::: RECORD EXTRACTS

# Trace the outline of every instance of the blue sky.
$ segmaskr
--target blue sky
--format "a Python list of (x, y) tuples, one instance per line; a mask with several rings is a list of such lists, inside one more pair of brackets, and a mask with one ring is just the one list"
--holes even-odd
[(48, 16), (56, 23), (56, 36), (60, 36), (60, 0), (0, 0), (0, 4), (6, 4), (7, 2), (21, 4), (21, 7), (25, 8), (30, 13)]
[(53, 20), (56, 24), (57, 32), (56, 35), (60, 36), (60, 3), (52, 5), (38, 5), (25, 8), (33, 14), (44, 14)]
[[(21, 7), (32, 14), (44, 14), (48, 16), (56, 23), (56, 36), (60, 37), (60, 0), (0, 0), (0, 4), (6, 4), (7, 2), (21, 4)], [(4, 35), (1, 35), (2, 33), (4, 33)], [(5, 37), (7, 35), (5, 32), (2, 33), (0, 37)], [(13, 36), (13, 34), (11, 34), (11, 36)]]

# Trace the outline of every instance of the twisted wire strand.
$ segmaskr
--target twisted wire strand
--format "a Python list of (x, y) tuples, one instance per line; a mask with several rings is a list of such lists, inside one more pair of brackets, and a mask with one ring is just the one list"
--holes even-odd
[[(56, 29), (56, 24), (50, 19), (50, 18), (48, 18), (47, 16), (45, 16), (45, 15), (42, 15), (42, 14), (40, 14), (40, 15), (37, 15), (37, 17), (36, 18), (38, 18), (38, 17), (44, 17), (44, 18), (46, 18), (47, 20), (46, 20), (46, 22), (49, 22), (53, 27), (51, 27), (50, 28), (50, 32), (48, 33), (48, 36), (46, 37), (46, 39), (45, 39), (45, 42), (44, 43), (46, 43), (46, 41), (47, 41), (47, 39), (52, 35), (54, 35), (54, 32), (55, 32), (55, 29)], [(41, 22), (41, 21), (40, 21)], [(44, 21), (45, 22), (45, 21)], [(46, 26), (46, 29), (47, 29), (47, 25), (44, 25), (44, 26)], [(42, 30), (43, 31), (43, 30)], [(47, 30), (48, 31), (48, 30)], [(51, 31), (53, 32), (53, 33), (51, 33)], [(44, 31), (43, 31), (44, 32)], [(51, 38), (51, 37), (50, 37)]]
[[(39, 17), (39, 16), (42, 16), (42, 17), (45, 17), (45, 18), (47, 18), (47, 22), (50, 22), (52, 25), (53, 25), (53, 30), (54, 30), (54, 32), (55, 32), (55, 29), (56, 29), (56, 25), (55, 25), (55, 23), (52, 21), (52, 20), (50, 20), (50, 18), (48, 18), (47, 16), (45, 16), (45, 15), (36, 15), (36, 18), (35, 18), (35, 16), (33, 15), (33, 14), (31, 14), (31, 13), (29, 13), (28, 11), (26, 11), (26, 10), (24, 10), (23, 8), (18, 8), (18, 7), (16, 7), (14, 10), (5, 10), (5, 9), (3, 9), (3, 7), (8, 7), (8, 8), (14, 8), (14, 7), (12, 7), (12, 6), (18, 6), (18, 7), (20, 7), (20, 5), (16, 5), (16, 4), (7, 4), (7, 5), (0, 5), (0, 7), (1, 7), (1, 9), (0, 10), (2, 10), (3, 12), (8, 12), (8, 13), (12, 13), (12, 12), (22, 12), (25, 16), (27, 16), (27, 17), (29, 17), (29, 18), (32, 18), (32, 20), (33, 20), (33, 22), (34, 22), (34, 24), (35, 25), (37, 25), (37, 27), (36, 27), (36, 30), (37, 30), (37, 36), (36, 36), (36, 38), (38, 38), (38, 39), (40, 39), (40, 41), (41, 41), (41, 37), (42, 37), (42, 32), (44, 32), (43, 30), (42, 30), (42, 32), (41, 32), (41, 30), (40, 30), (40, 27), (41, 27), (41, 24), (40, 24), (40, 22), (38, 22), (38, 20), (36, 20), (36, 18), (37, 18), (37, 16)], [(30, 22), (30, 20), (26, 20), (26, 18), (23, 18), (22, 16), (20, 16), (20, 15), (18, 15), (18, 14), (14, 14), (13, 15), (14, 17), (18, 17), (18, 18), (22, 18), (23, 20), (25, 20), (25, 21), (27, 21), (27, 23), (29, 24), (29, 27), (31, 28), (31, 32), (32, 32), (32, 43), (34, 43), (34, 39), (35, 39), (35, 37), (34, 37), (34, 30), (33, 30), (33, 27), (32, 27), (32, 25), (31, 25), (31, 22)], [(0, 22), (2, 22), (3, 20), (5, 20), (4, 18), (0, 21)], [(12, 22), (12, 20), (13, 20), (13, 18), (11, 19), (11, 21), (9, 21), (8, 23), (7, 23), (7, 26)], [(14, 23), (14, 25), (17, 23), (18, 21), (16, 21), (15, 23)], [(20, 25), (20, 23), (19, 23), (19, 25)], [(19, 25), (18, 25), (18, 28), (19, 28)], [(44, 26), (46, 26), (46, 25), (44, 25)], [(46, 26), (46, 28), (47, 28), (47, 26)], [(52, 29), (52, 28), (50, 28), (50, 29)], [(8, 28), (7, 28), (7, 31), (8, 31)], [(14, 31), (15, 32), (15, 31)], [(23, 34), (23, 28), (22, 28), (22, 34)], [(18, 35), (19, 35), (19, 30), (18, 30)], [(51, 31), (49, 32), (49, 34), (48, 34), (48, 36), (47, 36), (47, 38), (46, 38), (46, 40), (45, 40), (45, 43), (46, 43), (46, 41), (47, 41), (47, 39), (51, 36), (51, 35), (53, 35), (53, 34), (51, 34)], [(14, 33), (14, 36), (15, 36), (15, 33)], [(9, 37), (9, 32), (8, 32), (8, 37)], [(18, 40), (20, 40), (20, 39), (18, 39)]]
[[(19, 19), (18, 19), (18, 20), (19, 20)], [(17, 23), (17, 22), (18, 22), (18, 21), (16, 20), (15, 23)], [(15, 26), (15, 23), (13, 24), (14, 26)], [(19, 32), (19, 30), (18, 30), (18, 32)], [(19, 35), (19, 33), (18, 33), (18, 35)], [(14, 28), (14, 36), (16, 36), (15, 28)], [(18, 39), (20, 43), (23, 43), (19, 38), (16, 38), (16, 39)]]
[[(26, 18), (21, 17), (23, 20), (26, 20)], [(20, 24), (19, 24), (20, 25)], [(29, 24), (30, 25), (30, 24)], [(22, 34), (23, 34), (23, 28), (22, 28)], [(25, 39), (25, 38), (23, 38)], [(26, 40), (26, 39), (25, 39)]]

::::::

## EXERCISE PROMPT:
The whole listing needs copying. Write it out exactly.

## TASK RESPONSE:
# Trace the outline of every instance of the blue sky.
$ segmaskr
--target blue sky
--format "a Python list of (x, y) tuples, one instance per line; a mask with several rings is a list of such lists, inside one more pair of brackets, and a mask with one ring is just the one list"
--holes even-odd
[(48, 16), (56, 23), (56, 36), (60, 36), (60, 0), (0, 0), (0, 4), (6, 4), (7, 2), (21, 4), (21, 7), (25, 8), (30, 13)]
[(53, 20), (56, 24), (57, 32), (56, 35), (60, 36), (60, 3), (52, 5), (38, 5), (25, 8), (33, 14), (44, 14)]
[[(21, 7), (32, 14), (44, 14), (48, 16), (56, 23), (56, 36), (60, 37), (60, 0), (0, 0), (0, 4), (6, 4), (7, 2), (21, 4)], [(4, 35), (1, 35), (2, 33), (4, 33)], [(5, 37), (7, 35), (5, 32), (2, 33), (0, 37)], [(13, 36), (13, 34), (11, 34), (11, 36)]]

# Trace the outline of every instance of the twisted wire strand.
$ segmaskr
--target twisted wire strand
--format "a Python list of (x, y) tuples, one instance per line; a mask with several rings is a list of such lists, inside one more pair of brackets, and a mask with one ring is just the one list"
--holes even-odd
[[(56, 29), (56, 24), (50, 19), (50, 18), (48, 18), (47, 16), (45, 16), (45, 15), (42, 15), (42, 14), (40, 14), (40, 15), (37, 15), (37, 17), (36, 18), (38, 18), (38, 17), (44, 17), (44, 18), (46, 18), (47, 20), (46, 20), (46, 22), (49, 22), (53, 27), (51, 27), (50, 28), (50, 32), (48, 33), (48, 36), (46, 37), (46, 39), (45, 39), (45, 42), (44, 43), (46, 43), (46, 41), (47, 41), (47, 39), (52, 35), (54, 35), (54, 32), (55, 32), (55, 29)], [(41, 22), (41, 21), (40, 21)], [(44, 21), (45, 22), (45, 21)], [(46, 26), (46, 29), (47, 29), (47, 25), (44, 25), (44, 26)], [(42, 30), (43, 31), (43, 30)], [(47, 30), (48, 31), (48, 30)], [(51, 31), (53, 32), (53, 33), (51, 33)], [(44, 31), (43, 31), (44, 32)], [(51, 38), (51, 37), (50, 37)]]
[[(39, 17), (39, 16), (42, 16), (42, 17), (45, 17), (45, 18), (47, 18), (47, 22), (50, 22), (52, 25), (53, 25), (53, 30), (54, 30), (54, 32), (55, 32), (55, 29), (56, 29), (56, 25), (55, 25), (55, 23), (52, 21), (52, 20), (50, 20), (50, 18), (48, 18), (47, 16), (45, 16), (45, 15), (36, 15), (36, 18), (35, 18), (35, 16), (33, 15), (33, 14), (31, 14), (31, 13), (29, 13), (28, 11), (26, 11), (26, 10), (24, 10), (23, 8), (18, 8), (18, 7), (16, 7), (14, 10), (5, 10), (5, 9), (3, 9), (3, 7), (8, 7), (8, 8), (14, 8), (14, 7), (12, 7), (12, 6), (18, 6), (18, 7), (20, 7), (20, 5), (16, 5), (16, 4), (7, 4), (7, 5), (0, 5), (0, 7), (1, 7), (1, 9), (0, 10), (2, 10), (3, 12), (8, 12), (8, 13), (12, 13), (12, 12), (22, 12), (25, 16), (27, 16), (27, 17), (29, 17), (29, 18), (32, 18), (32, 20), (33, 20), (33, 22), (34, 22), (34, 24), (35, 25), (37, 25), (37, 27), (36, 27), (36, 30), (37, 30), (37, 36), (36, 36), (36, 38), (38, 38), (38, 39), (40, 39), (40, 41), (41, 41), (41, 37), (42, 37), (42, 32), (44, 32), (43, 30), (42, 30), (42, 32), (41, 32), (41, 30), (40, 30), (40, 27), (41, 27), (41, 24), (40, 24), (40, 22), (38, 22), (38, 20), (36, 20), (36, 18), (37, 18), (37, 16)], [(30, 22), (30, 20), (26, 20), (26, 18), (23, 18), (22, 16), (20, 16), (20, 15), (18, 15), (18, 14), (14, 14), (13, 15), (14, 17), (18, 17), (18, 18), (22, 18), (23, 20), (25, 20), (25, 21), (27, 21), (27, 23), (29, 24), (29, 27), (31, 28), (31, 32), (32, 32), (32, 43), (34, 43), (34, 39), (35, 39), (35, 37), (34, 37), (34, 30), (33, 30), (33, 27), (32, 27), (32, 25), (31, 25), (31, 22)], [(0, 22), (2, 22), (3, 20), (5, 20), (4, 18), (0, 21)], [(12, 22), (12, 20), (13, 20), (13, 18), (11, 19), (11, 21), (9, 21), (8, 23), (7, 23), (7, 26)], [(14, 23), (14, 25), (17, 23), (18, 21), (16, 21), (15, 23)], [(20, 25), (20, 23), (19, 23), (19, 25)], [(19, 25), (18, 25), (18, 28), (19, 28)], [(44, 26), (46, 26), (46, 25), (44, 25)], [(46, 26), (46, 28), (47, 28), (47, 26)], [(52, 29), (52, 28), (50, 28), (50, 29)], [(8, 28), (7, 28), (7, 31), (8, 31)], [(14, 31), (15, 32), (15, 31)], [(23, 34), (23, 28), (22, 28), (22, 34)], [(18, 35), (19, 35), (19, 30), (18, 30)], [(51, 31), (49, 32), (49, 34), (48, 34), (48, 36), (47, 36), (47, 38), (46, 38), (46, 40), (45, 40), (45, 43), (46, 43), (46, 41), (47, 41), (47, 39), (51, 36), (51, 35), (53, 35), (53, 34), (51, 34)], [(14, 33), (14, 36), (15, 36), (15, 33)], [(9, 37), (9, 32), (8, 32), (8, 37)], [(18, 40), (20, 40), (20, 39), (18, 39)]]
[[(19, 19), (18, 19), (18, 20), (19, 20)], [(17, 23), (17, 22), (18, 22), (18, 21), (16, 20), (15, 23)], [(15, 26), (15, 23), (13, 24), (14, 26)], [(19, 32), (19, 30), (18, 30), (18, 32)], [(19, 35), (19, 33), (18, 33), (18, 35)], [(14, 28), (14, 36), (16, 36), (15, 28)], [(18, 39), (20, 43), (23, 43), (19, 38), (16, 38), (16, 39)]]
[[(26, 18), (21, 17), (23, 20), (26, 20)], [(20, 24), (19, 24), (20, 25)], [(29, 24), (30, 25), (30, 24)], [(22, 34), (23, 34), (23, 28), (22, 28)], [(25, 39), (25, 38), (23, 38)], [(26, 40), (26, 39), (25, 39)]]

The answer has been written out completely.